>> BEGIN
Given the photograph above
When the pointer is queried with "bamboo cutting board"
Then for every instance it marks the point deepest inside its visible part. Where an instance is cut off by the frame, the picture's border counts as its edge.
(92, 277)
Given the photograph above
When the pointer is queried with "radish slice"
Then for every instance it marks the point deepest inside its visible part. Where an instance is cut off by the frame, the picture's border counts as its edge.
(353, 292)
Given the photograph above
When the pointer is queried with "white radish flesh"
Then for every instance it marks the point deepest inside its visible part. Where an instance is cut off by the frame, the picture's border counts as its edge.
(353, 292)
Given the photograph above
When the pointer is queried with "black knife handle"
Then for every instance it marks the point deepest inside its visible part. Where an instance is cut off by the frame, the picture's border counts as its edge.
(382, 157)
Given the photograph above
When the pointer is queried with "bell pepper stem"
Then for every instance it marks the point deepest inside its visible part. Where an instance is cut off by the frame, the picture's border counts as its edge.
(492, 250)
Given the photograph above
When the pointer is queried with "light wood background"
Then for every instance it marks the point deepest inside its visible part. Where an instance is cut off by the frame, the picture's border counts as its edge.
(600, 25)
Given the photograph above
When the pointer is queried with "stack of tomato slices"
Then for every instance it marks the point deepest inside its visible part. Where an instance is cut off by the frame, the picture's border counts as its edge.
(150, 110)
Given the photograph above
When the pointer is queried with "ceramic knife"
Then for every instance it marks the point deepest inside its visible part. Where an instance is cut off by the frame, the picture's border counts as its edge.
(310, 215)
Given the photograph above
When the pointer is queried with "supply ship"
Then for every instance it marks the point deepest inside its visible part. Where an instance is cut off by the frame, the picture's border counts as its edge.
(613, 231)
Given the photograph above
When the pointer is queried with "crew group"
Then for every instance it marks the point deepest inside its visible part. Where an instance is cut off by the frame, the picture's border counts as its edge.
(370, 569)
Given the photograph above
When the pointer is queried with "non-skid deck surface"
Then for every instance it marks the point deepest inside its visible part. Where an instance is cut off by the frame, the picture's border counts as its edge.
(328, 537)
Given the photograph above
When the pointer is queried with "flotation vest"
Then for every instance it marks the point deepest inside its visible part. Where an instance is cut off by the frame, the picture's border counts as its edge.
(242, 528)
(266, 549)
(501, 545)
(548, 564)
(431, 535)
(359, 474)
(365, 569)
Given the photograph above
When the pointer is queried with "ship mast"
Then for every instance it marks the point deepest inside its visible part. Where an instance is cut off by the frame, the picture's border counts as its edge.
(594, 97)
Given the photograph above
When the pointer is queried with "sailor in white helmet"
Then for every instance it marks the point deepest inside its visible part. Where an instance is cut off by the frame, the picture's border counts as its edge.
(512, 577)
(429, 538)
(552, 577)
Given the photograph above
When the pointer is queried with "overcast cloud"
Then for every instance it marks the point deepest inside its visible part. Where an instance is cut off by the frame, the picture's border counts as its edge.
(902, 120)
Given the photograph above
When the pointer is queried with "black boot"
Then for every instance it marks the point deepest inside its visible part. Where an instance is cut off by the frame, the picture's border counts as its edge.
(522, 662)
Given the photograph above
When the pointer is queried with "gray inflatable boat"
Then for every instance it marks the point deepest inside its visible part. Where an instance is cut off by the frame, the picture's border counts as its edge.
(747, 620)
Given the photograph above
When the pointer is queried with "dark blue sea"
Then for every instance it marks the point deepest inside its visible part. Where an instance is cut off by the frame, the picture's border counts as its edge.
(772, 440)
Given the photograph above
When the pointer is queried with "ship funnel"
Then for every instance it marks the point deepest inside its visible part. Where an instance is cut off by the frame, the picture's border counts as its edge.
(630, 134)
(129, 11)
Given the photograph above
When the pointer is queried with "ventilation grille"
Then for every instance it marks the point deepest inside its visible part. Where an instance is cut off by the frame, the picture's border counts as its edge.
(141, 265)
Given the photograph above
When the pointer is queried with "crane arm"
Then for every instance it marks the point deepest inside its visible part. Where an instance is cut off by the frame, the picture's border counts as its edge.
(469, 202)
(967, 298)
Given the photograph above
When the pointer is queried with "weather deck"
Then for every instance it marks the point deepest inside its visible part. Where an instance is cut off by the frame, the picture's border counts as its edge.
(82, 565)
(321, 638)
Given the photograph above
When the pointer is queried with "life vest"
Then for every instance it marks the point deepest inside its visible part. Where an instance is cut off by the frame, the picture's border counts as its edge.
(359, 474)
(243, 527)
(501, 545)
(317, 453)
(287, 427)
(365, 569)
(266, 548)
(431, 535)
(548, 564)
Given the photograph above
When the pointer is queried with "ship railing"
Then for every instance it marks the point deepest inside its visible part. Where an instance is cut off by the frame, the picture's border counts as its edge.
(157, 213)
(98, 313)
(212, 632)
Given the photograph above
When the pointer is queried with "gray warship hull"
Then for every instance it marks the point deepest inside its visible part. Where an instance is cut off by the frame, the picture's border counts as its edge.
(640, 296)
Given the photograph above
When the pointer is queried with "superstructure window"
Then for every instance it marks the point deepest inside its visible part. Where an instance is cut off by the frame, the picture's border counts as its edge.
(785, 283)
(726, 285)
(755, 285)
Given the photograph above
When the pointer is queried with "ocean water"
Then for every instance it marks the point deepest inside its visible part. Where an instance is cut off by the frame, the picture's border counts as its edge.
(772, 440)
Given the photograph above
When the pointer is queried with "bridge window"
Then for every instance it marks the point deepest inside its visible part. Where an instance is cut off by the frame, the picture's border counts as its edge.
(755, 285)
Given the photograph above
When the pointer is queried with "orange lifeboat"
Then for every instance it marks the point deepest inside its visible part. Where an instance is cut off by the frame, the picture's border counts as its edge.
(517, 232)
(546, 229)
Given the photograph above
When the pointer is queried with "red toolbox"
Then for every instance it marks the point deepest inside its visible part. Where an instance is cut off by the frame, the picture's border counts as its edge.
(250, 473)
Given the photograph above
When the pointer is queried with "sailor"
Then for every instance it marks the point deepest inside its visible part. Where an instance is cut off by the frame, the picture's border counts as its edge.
>> END
_The request_.
Output all of the data again. Match it exactly.

_Written answer_.
Given the photograph above
When the pointer is queried with "bamboo cutting board"
Then for every instance it marks the point deepest inside its visible part. Where an instance is cut off by the frame, the picture's border counts as its edge.
(92, 277)
Given the photograph above
When the pointer is queried with "radish slice"
Then for every instance it marks the point deepest inside its visible part. Where an instance is cut off by the frame, the picture's border counts as its edge.
(353, 292)
Given the photograph above
When the pointer is queried with "white radish flesh"
Then for every instance it marks the point deepest inside its visible part. Where an instance is cut off by the frame, the picture's border counts as its edge.
(353, 292)
Given the photograph above
When the pointer is queried with "black knife handle"
Then for every instance it marks the point deepest inside its visible part. Where an instance is cut off by the frame, the picture's border counts as its edge.
(382, 157)
Given the photograph above
When the pointer is queried with "bell pepper stem"
Then for every instance it marks the point deepest inside its visible part. Where an instance is cut off by the frame, the picture's border counts as its edge.
(492, 250)
Given the photograph above
When the pointer is queried with "light wood background"
Then for every instance it marks the point deepest inside its visible part. Where an instance is cut off by the frame, the picture's border counts as its edge.
(600, 25)
Given the photograph above
When the pointer is queried with "stack of tomato slices"
Then for every instance it marks the point deepest inside its visible part. Where an instance is cut off by the frame, the picture's border counts as its edge.
(150, 110)
Given the photograph above
When the pointer is queried with "ceramic knife"
Then for every instance it marks the point deepest inside its visible part. Where an instance is cut off by the frame, the picture's border counts as its edge.
(310, 215)
Given the photograph above
When the pointer is queried with "supply ship"
Then for every instance it marks the point deepest inside its visible part. Where an instance is cut off by the frame, the picture's border counts as its edge.
(613, 231)
Given the photograph above
When the pointer is queried with "crew group"
Then for every instance it marks the point deepest inside its visible part. Where an instance is cut off by the frame, the picture's border counts as its edge.
(370, 569)
Given the photograph above
When the pointer is queried with "non-skid deck surface"
Then for every instance it marks the point deepest inside its visible part. Where an instance is cut off by the frame, the picture's border counts as its edge.
(328, 537)
Given the photograph above
When the pointer is queried with "flotation vest"
Then for every instance it marks the point deepest inside its visible part. Where an instance is cut off by the frame, the picture's border counts as its edge.
(242, 528)
(266, 549)
(501, 545)
(548, 564)
(431, 535)
(359, 474)
(365, 569)
Given the photograph above
When the pointer is queried with "ship mast"
Then for every instance it marks the point deepest inside its visible part. Where an instance is cut off by the frame, the picture's border counts as its edge.
(594, 97)
Given the photograph above
When the pointer is queried with "sailor in white helmet"
Then for every instance it marks the point deepest inside its visible part. Where an instance is cut off by the frame, the picture's border counts as its edge.
(512, 577)
(429, 538)
(552, 577)
Given the photograph above
When the pointer is queried with "overcast cloud"
Then for every instance it marks the point deepest inside its visible part. Where an instance is cut off by the frame, the picture's border counts as its edge.
(902, 120)
Given the photograph above
When the pointer is queried with "black boot"
Then for every instance it marks the point deepest inside its visible part. Where an instance is cut off by the frame, the picture's border counts as its edge.
(522, 662)
Given the photograph above
When the pointer is queried with "gray inflatable boat"
Then for every instance it marks the point deepest inside its visible part. Where an instance is cut off by the frame, the picture's border counts as its edge.
(747, 620)
Given the photograph above
When the pointer is queried with "dark blue sea"
Then for every instance it marks the point deepest inside its visible part. Where an instance is cut off by the frame, the picture's border counts as its edge.
(772, 440)
Given the photograph above
When the pointer is queried with "ship funnel"
Then for every instance it marks the point deepest inside its visible part. Where an instance is cut off by the frame, the picture's border counts as its edge.
(630, 134)
(129, 11)
Given the photograph above
When the pointer is queried with "ventilation grille"
Then for every instance it marks the point deepest inside its visible part. Where an instance is cut off by the frame, the picture's border counts as its edge.
(141, 265)
Given the photograph above
When the pointer is queried with "crane arm"
Then for every instance it marks the point deepest inside its visible part. Where an instance is cut off by the frame, the picture's border counts as its edge.
(469, 202)
(967, 298)
Given the photograph above
When the pointer is queried with "weather deck"
Then for every instance it marks the point deepest inside its visible part. Where an instance is cut off by the frame, the picture's border counts as its edge.
(82, 565)
(321, 638)
Given the photograph above
When the pointer is queried with "life vest"
Then for every instance it marks the point deepest inside its visible part. Where an instance is cut off by the frame, the picture's border counts as its edge.
(359, 474)
(243, 527)
(501, 545)
(317, 453)
(287, 427)
(365, 569)
(266, 548)
(431, 535)
(548, 564)
Given the photograph above
When the pointer is queried with "ship railing"
Then for every instance it marks the point deepest inside its visible part. Where an instance is cut off by the frame, the picture's border counts as its edge.
(157, 213)
(98, 313)
(212, 632)
Given the photograph above
When the pointer is queried with "gray warship hull"
Then for every instance it marks the point deepest inside its visible part. Where an instance is cut off by the frame, the picture's border counts as its edge.
(640, 296)
Given the photograph above
When the pointer is queried with "superstructure window"
Then for every instance it marks the point deepest inside its visible part. Where an instance is cut off by the frame, the picture's border counts as its edge.
(785, 283)
(726, 285)
(755, 285)
Given the photograph above
When the pointer is queried with "ocean water"
Then for every instance it marks the point deepest inside its visible part. Where an instance is cut off by the frame, the picture's border counts as its edge.
(772, 440)
Given the photograph above
When the pointer is queried with "bridge window"
Then for every instance it marks the point deepest inside its visible part. Where an instance is cut off by the frame, the picture's border counts as its edge.
(755, 285)
Given the photograph above
When the pointer is queried with "orange lifeboat"
Then for every instance it marks the point deepest inside its visible part. Where an instance is cut off by the frame, the picture's border counts as its edge.
(517, 232)
(546, 229)
Given the photograph above
When the pointer is queried with "red toolbox"
Then for every instance it marks the point deepest inside its visible part. Where an instance is cut off by the frame, the picture's border counts as its edge.
(250, 473)
Given the photograph above
When the pointer is queried with "sailor"
Then for every instance it marks the point deepest inside its visible part. Where an instance is cut off by the frame, the picture's border counts as its edge.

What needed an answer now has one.